**TEXTO:**
--

Ensaio Sobre Curitiba e Sua Musica

Introdução  
            Nunca hei de criar uma cultura, ou um status de clemência por alguma coisa, isso porque vivo em uma cidade formada  por setenta e cinco bairros de características impares, desde o Fazendinha da minha infância até o Cabral dos meus sonhos, lidamos com pessoas, comunidades, desejos e realidades diversas.
            E é incrível pensar na dificuldade em se estabelecer um sentimento uniforme sobre o que é Curitiba, um mundo globalizado, uma cidade, um momento glocal da nossa realidade tingui.
            Curitiba a oeste do tratado de Tordesilhas quase portenha se não tivesse sido brasileira.
            E a musica curitibana?

--

Anotações de contorno de objetos
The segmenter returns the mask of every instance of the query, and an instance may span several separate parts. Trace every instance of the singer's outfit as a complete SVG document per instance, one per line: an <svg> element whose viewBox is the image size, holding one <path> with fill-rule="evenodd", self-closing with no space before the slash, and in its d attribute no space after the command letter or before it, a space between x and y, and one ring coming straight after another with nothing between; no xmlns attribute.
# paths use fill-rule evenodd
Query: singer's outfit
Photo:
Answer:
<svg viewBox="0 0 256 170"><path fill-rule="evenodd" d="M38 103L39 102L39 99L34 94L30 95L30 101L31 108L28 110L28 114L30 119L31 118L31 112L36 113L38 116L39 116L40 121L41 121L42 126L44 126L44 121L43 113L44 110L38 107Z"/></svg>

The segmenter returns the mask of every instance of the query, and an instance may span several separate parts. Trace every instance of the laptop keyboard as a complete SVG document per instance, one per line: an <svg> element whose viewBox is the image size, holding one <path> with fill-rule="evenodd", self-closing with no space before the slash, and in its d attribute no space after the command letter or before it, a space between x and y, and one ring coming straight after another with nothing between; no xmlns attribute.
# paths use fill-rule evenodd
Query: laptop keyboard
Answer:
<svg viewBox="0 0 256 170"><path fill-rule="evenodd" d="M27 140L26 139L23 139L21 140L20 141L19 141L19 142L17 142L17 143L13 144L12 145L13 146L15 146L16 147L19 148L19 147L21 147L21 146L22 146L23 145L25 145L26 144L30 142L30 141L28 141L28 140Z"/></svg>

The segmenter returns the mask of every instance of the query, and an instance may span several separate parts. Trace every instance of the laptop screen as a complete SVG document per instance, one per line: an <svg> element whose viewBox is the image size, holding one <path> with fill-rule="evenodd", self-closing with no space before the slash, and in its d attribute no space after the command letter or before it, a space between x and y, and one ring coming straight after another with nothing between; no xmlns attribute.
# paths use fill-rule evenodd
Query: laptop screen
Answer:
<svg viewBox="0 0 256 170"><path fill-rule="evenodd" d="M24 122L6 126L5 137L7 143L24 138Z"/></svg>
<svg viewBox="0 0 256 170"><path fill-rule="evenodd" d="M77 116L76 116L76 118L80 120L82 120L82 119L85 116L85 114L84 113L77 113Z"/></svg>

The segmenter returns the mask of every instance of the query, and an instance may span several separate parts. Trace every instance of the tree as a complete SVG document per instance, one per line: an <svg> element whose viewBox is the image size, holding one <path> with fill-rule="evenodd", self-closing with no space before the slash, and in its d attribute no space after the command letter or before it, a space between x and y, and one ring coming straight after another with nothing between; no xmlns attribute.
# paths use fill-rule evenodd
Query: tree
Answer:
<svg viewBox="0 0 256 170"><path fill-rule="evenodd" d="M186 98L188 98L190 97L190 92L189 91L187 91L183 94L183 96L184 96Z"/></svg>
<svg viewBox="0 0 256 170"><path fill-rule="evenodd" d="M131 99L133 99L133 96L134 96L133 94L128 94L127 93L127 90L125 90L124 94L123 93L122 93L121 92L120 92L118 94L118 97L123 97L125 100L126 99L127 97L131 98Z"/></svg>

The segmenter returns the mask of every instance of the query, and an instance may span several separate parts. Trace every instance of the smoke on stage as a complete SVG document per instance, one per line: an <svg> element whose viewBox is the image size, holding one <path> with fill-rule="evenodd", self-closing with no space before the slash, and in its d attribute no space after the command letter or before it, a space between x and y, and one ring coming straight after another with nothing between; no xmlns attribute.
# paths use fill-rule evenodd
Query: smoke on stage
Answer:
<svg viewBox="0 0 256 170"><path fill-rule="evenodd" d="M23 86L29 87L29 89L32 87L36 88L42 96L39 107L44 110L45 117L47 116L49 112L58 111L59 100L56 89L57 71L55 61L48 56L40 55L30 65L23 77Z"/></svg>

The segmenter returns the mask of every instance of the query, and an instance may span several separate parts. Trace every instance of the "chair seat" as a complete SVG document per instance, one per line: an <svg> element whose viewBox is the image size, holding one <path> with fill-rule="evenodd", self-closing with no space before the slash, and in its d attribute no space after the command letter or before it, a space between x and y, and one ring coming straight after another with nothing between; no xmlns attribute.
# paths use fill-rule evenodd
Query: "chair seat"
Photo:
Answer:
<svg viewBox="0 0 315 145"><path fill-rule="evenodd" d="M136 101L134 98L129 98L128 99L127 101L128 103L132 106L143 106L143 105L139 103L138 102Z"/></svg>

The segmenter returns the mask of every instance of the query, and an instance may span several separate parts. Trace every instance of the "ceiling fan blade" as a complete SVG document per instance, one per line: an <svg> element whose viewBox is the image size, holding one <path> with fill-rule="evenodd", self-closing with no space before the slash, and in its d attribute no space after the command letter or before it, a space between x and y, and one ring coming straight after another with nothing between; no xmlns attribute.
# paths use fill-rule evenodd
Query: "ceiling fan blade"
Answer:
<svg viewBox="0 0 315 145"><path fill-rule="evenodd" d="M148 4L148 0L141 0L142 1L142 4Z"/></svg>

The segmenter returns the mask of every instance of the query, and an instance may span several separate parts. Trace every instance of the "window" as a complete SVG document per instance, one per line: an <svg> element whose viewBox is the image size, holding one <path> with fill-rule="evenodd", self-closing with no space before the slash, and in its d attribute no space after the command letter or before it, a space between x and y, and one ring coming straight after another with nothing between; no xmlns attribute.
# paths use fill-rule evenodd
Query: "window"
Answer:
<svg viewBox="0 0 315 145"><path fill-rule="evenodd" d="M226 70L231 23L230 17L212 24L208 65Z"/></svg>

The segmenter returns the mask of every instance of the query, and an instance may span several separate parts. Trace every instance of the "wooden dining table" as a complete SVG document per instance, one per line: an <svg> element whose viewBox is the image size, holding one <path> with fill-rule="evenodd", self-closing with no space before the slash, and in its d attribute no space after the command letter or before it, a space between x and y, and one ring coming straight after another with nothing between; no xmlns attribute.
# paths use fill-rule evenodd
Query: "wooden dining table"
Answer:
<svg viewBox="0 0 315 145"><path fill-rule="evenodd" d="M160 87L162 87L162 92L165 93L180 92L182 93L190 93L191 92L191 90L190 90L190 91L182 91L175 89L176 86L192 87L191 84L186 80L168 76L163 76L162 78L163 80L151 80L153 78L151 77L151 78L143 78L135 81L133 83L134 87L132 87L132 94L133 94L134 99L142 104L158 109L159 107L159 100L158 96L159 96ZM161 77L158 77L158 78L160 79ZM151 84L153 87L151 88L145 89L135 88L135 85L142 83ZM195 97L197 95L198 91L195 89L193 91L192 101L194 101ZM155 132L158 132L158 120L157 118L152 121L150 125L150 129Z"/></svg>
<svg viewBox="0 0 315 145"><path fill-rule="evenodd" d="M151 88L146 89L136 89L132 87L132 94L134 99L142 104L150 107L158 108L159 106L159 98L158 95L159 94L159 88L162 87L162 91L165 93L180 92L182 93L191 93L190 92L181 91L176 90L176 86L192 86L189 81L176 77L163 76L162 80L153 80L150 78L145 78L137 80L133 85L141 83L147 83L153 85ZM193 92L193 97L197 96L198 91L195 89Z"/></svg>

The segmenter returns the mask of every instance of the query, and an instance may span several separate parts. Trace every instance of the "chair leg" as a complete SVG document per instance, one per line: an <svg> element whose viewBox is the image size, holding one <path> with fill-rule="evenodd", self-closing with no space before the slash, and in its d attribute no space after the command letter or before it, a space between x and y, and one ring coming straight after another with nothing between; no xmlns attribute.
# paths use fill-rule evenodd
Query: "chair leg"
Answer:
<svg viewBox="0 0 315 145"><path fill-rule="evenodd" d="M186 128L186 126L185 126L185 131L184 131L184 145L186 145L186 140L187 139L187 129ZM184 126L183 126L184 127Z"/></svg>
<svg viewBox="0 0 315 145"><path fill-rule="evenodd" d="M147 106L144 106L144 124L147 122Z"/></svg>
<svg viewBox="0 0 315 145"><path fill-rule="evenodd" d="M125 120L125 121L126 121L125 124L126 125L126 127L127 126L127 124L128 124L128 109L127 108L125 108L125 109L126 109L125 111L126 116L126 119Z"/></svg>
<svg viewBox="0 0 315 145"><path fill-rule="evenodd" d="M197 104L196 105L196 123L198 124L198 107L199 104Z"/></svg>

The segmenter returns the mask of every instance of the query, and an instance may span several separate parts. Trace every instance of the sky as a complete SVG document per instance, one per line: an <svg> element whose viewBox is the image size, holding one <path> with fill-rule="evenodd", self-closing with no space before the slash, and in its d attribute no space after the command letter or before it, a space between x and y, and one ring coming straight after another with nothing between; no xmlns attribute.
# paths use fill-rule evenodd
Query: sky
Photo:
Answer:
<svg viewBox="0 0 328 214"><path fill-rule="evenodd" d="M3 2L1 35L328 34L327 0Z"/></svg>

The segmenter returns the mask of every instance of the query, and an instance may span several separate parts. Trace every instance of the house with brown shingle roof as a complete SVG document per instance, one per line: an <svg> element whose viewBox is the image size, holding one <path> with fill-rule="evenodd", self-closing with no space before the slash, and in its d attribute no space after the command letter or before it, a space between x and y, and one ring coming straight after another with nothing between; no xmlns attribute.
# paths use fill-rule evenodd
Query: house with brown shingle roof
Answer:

--

**O QUE SE PEDE:**
Responda com base no ensaio sobre Curitiba:
1. Por quantos bairros a cidade é formada?
2. Qual bairro aparece ligado à infância de quem escreve?
3. A oeste de qual tratado Curitiba é situada?

**RESPOSTA ABAIXO:**
1. Setenta e cinco bairros.
2. O Fazendinha.
3. O tratado de Tordesilhas.